THE EDUCATION OF SENECA.

For a reason which I have already indicated--I mean the habitual reticence of the ancient writers respecting the period of their boyhood--it is not easy to form a very vivid conception of the kind of education given to a Roman boy of good family up to the age of fifteen, when he laid aside the golden amulet and embroidered toga to assume a more independent mode of life.

A few facts, however, we can gather from the scattered allusions of the poets Horace, Juvenal, Martial, and Persius. From these we learn that the school-masters were for the most part underpaid and despised,[5] while at the same time an erudition alike minute and useless was rigidly demanded of them. We learn also that they were exceedingly severe in the infliction of corporeal punishment; Orbilius, the schoolmaster of Horace, appears to have been a perfect Dr. Busby, and the poet Martial records with indignation the barbarities of chastisement which he daily witnessed.

-.-.-

■ Directions
(a) Decide whether each statement agrees with the passage on Seneca's education, answering yes or no and quoting the deciding words: (i) A Roman boy of good family gave up the golden amulet and embroidered toga at fifteen. (ii) Roman schoolmasters were generally well paid and respected. (iii) Martial wrote approvingly of the punishments he saw.
(b) Carry on the passage on Seneca's education from its last sentence.
The material has nothing to do with the passage on Seneca's education.

■ Provided material
-.-.-

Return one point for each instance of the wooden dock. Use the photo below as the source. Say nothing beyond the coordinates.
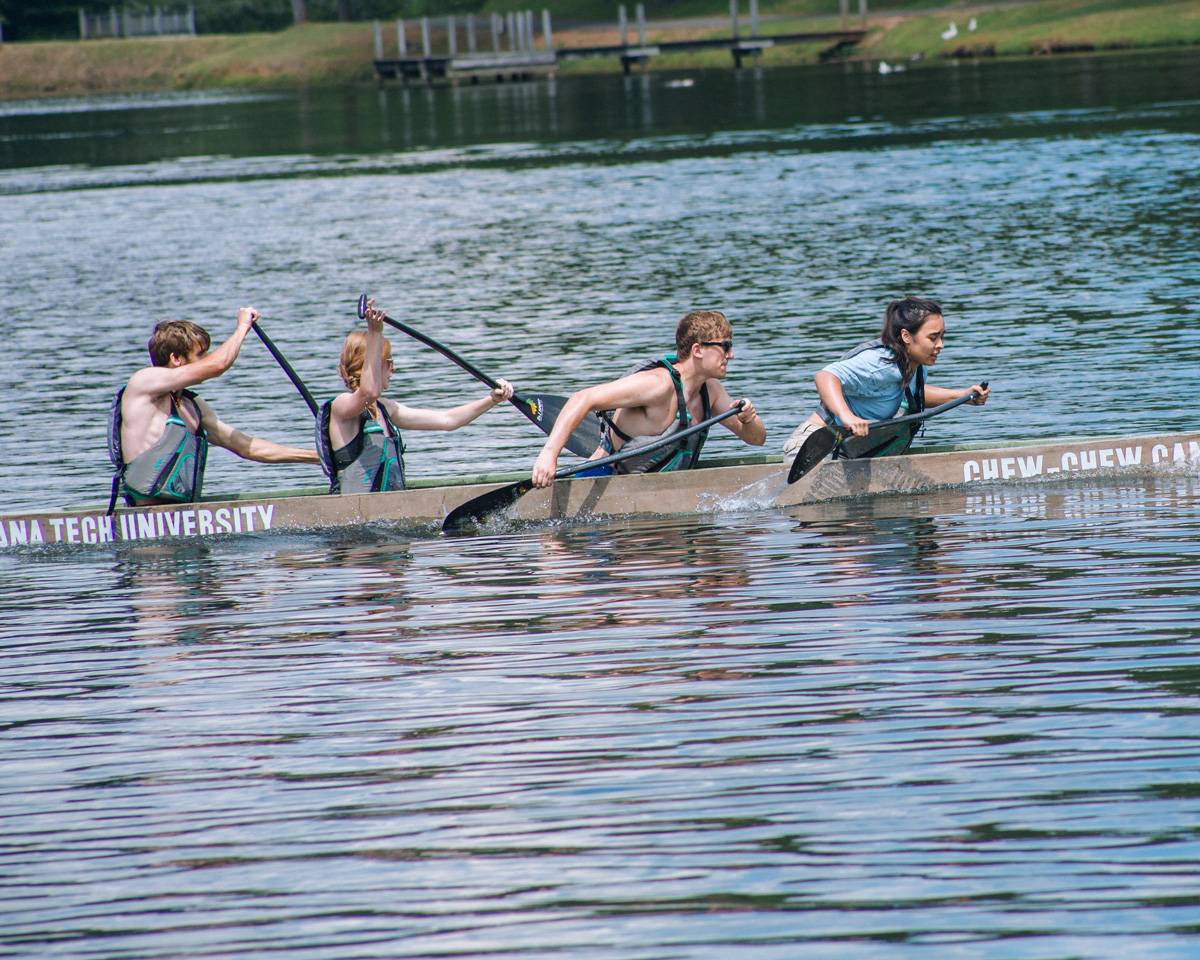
(515, 54)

-.-.-

■ Answers for the tasks
(a)
(i) Yes: "up to the age of fifteen, when he laid aside the golden amulet and embroidered toga"
(ii) No: "the school-masters were for the most part underpaid and despised"
(iii) No: "the poet Martial records with indignation the barbarities of chastisement which he daily witnessed"

(b)
[5] For the miseries of the literary class, and especially of schoolmasters, see Juv, Sat. vii.

The things taught were chiefly arithmetic, grammar--both Greek and Latin--reading, and repetition of the chief Latin poets. There was also a good deal of recitation and of theme-writing on all kinds of trite historical subjects. The arithmetic seems to have been mainly of a very simple and severely practical kind, especially the computation of interest and compound interest; and the philology generally, both grammar and criticism, was singularly narrow, uninteresting, and useless. Of what conceivable advantage can it have been to any human being to know the name of the mother of Hecuba, of the nurse of Anchises, of the stepmother of Anchemolus, the number of years Acestes lived, and how many casks of wine the Sicilians gave to the Phrygians? Yet these were the dispicable minutiae which every schoolmaster was then expected to have at his fingers' ends, and every boy-scholar to learn at the point of the ferule--trash which was only fit to be unlearned the moment it was known.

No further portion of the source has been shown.